* YOUR TASK: Count the lines below that contain the word "water" and reply with the number alone.

* SOURCE DATA:

################

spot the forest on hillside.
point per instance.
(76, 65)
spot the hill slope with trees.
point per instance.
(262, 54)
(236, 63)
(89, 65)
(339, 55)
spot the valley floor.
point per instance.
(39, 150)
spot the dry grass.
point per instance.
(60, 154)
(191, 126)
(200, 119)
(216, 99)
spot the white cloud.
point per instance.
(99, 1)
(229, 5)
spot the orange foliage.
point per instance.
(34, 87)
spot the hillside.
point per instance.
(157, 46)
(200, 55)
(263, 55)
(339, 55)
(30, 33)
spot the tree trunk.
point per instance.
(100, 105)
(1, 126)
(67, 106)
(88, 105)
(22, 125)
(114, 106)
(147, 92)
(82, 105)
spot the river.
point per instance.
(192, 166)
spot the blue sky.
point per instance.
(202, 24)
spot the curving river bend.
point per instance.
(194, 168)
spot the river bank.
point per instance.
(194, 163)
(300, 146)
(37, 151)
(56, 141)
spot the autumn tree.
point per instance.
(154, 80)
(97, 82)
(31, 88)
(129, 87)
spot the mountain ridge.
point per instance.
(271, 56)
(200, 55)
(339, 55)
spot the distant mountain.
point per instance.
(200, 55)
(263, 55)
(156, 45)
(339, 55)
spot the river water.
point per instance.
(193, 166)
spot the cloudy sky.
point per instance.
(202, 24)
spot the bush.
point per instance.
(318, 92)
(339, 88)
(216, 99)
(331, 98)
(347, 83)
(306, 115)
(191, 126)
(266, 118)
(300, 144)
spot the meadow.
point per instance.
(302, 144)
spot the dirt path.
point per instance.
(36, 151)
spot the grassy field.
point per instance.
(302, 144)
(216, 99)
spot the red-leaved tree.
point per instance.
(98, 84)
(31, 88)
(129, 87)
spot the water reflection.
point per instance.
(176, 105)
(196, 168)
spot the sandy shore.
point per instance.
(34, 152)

################

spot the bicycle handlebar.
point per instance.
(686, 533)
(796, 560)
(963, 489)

################

* RESPONSE BELOW: 2